◆ **WHAT THE EXERCISE ASKS**: Revise all of the rows below so that every occurrence of "earns a single pin" becomes "receives exactly one point" and nothing else changes. Leave the pictures out of the revised version.
-------------------------
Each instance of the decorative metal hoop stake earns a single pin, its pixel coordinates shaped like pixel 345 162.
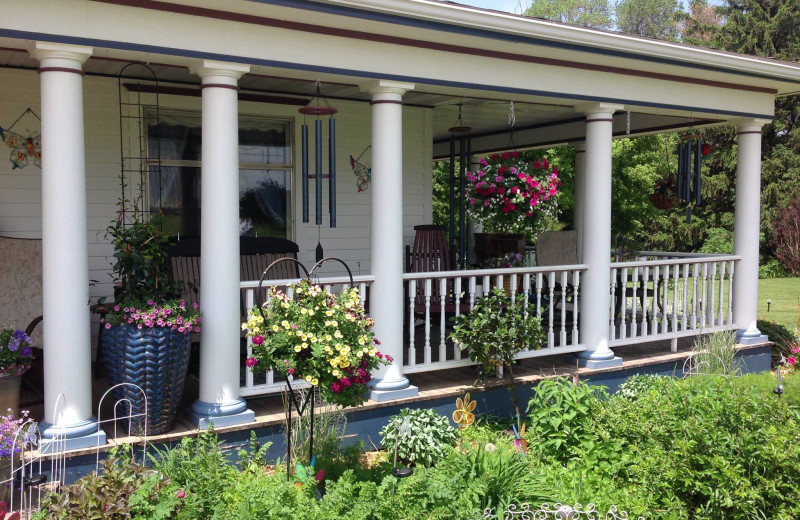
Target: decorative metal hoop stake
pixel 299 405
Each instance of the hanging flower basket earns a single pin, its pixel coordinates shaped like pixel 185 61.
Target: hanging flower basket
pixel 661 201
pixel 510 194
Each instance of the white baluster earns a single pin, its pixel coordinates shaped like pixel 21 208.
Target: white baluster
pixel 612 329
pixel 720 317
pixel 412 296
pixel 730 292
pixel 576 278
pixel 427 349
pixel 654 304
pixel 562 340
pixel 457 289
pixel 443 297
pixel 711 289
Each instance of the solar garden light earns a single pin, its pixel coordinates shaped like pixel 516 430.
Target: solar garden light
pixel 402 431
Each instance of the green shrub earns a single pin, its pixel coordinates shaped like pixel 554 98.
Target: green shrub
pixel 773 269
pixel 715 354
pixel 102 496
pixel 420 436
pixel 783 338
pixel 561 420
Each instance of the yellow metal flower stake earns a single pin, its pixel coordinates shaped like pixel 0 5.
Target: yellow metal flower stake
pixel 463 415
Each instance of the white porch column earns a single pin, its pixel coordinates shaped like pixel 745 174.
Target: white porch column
-------------------------
◆ **FINAL RESULT**:
Each instance of the decorative metal hoop stake receives exactly one point, its pixel coordinates shaped like pixel 345 162.
Target: decorative metal hoop stake
pixel 299 405
Each instance of the hanging flower basket receives exactly one point, its pixel coordinates shaped like pixel 185 61.
Target: hanging flower basket
pixel 661 201
pixel 510 194
Each instance of the white baluster receives exactly one point, its pixel coordinates shaped like pixel 21 208.
Target: white baluster
pixel 612 329
pixel 720 317
pixel 412 296
pixel 730 292
pixel 576 278
pixel 427 349
pixel 654 304
pixel 562 340
pixel 457 289
pixel 443 297
pixel 711 289
Each instance of the solar garden light receives exactly one point, its pixel coordinates shaped like pixel 516 430.
Target: solar garden light
pixel 402 431
Each instance of the green shrub receives exactly one point, its pixel coordinates shaped like pixel 554 98.
Target: green shrub
pixel 773 269
pixel 715 354
pixel 102 496
pixel 420 436
pixel 783 338
pixel 561 420
Each instance of the yellow metal flower stake receives exactly one point, its pixel coordinates shaped like pixel 0 5.
Target: yellow metal flower stake
pixel 463 415
Each instance of the white porch column receives exactly one point, its pixel coordinates shaped like pixel 745 174.
Target: white porch column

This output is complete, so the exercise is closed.